## [PROBLEM DETAILS]
In full and without deviation, write out the entries that follow.

** start DATASET ROWS **

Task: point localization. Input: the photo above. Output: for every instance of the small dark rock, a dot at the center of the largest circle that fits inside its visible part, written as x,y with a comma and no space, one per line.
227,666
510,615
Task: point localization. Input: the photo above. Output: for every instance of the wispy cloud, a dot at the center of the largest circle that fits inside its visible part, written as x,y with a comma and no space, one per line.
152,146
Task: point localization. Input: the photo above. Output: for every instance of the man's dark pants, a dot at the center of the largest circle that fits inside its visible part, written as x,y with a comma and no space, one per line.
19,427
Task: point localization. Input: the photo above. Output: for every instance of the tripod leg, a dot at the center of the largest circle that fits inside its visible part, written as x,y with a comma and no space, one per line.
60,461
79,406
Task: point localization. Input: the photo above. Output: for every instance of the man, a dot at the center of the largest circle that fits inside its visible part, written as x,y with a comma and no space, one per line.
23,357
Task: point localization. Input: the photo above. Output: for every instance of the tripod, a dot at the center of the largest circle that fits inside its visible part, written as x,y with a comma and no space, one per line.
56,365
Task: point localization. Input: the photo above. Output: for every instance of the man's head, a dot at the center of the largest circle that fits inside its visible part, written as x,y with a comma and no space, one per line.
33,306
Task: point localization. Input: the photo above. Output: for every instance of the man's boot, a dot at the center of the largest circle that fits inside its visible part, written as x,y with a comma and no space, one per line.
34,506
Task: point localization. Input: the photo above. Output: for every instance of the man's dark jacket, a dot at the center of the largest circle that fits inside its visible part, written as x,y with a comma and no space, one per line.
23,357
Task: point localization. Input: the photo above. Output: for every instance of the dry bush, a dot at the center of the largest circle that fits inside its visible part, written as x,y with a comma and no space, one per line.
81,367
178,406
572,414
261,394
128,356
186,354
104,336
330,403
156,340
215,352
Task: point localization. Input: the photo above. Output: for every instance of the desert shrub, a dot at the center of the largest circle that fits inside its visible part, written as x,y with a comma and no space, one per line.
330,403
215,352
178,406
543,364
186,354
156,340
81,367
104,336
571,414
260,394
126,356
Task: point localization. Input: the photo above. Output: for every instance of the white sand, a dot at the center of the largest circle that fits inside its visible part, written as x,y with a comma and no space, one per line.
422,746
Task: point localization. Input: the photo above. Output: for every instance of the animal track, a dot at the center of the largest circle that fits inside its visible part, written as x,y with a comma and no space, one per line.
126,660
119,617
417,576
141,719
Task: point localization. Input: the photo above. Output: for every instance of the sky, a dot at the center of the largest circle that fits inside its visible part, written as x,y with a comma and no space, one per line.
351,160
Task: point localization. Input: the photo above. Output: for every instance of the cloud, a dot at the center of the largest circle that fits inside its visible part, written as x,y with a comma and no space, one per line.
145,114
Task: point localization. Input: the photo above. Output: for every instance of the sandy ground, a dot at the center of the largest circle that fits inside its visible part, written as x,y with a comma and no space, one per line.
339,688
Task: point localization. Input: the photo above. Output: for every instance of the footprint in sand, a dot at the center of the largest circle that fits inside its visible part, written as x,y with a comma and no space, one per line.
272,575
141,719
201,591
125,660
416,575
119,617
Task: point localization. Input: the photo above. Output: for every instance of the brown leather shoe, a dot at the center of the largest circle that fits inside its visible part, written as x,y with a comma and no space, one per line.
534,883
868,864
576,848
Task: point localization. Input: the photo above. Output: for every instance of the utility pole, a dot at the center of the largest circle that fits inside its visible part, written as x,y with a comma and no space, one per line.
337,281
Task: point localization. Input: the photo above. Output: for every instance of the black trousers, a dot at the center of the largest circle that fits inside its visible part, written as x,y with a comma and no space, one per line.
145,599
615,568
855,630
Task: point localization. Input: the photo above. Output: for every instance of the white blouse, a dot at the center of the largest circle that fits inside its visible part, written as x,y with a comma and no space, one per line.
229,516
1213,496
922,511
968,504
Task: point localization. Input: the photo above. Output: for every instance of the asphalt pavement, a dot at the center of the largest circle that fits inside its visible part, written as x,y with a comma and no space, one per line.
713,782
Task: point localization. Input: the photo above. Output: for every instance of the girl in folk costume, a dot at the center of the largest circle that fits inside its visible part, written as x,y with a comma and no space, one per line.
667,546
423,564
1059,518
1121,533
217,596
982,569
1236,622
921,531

** end DATASET ROWS **

## [PROBLEM SOLUTION]
Task: point localization. Input: the photo above. Output: for every instance of the small dark rock, a dot at the center of the largest circle that fits inside its visible part, written as x,y with a comma and no space, one per line.
227,666
510,615
Task: point localization. Input: the photo above. Output: for every instance of the wispy cloud, a dot at the center of the largest circle that fits inside its visible part, written as x,y with a comma and no space, one per line.
152,146
Task: point localization. Input: the photo above. Output: for every instance of the man's dark pants, a dot at the center of the largest circle that fits inside its visible part, written as x,y with a comma and no space, one per line.
19,427
Task: point localization. Input: the photo above. Output: for every instance of the tripod leg, a dot at the center of the largest circle that fits inside its visible part, written as x,y with a comma and no space, one per line.
60,461
79,406
Task: point localization. Input: the photo above. Output: for every instance of the man, a dot at the center of the largest circle that fits inside its visible part, written as x,y with a comma and no space, one per line.
23,357
Task: point localization. Input: the photo above. Output: for every instance of the tripod, a dot at the center of the largest circle that fits inside its visible part, written as x,y with a comma and no space, one per line.
56,365
Task: point localization. Input: the photo above. Output: for every instance of the man's head, a dot at the center of the largest circle that fits inside its visible part, written as x,y with a comma and no space, one per line.
33,306
Task: point localization. Input: the photo above. Output: for every instance of the man's boot, a dot at the center of the largest circle that fits inside its visible part, written as x,y with a comma and no space, one per line.
34,506
Task: point localization. Input: the photo above. Output: for every instance of the man's dark jacket, a dot at the center of the largest circle that fits inside its visible part, written as x,y with a comma and no space, one per line.
23,357
Task: point localization. Input: the photo above. Output: for every instance of the dry bush, a dot at the center of the largest circle that fits inside its visible part, written as x,y with a comma and no space, one per line.
81,367
178,406
572,414
261,394
128,356
186,354
104,336
330,403
156,340
215,352
Task: point localization. Input: the photo above. Output: for every instance of the desert shrub, a dot at the center of the largest circle that fits inside its visible part, written as x,y with a comma and no space, one per line.
330,403
215,352
178,406
543,364
186,354
156,340
81,367
104,336
571,414
260,394
126,356
Task: point localization. Input: the photo above. Output: for every instance of the white sand, a dot at the center of the largest circle that fits inside its visible part, written as x,y with a comma and no space, one per line.
422,746
Task: point localization. Input: the photo above. Output: for every instance of the animal track, a dot at the center of the largest circle that fits inside its visible part, written as x,y with a comma and no space, one per line.
126,660
119,617
417,576
141,719
Task: point localization. Input: the photo above. Output: for every instance of the sky, a dot at the center of the largest circle that fits inside its visible part, written as x,y with a comma and no space, one per line.
351,160
Task: point localization. Input: the photo above. Output: for every instance of the cloud, a dot at the center of the largest circle that fits inside its visible part, written as x,y with a comma and no space, one per line.
145,114
Task: point localization. Input: the photo above. Output: for every instance of the sandy ground, a dot at the center of the largest circle that fits inside its visible part, written as x,y with a comma and no space, one per line.
339,688
Task: point localization. Input: the photo above. Output: for every instance of the footprint in sand, a dot at the center of the largest circle that fits inside its visible part, written as x,y with a comma and no space, one per line.
272,575
141,719
201,591
125,660
416,575
119,617
Task: point localization. Input: the photo above. Output: for every instance of the brown leather shoe, a dot at the center of the largest circle that fits inside its visible part, written as x,y with a comma and no space, one per line.
534,883
868,864
576,848
Task: point localization. Input: the photo above. Output: for every instance of the utility pole, a dot at the center of the largest circle that fits inside its visible part, written as x,y with a comma and no space, one per line.
337,281
Task: point localization. Input: the photo above. Output: for every instance of the black trousers, a dot at the center of the largest circle that fits inside its visible part, written as x,y with a comma and no space, one per line.
145,599
615,568
855,630
Task: point localization. Input: the photo above. Output: for every instance of the white blouse, a dot at the center of the largest circle that fits inside its visible part, written as x,y with a comma and no space, one per line.
229,516
1213,496
922,511
968,504
Task: point localization. Input: the photo above. Output: for every instance of the asphalt pavement, a dot at the center of the largest circle that fits inside its visible part, written as x,y with a comma and no space, one per line.
713,782
Task: point localization. Input: the photo above. Output: for every instance of the girl in folk costume, a dot at the center of the largest circle that fits inside its visible part, written as x,y with a comma and no space, one per line.
667,546
423,564
1059,518
1121,533
217,596
982,569
1236,622
921,531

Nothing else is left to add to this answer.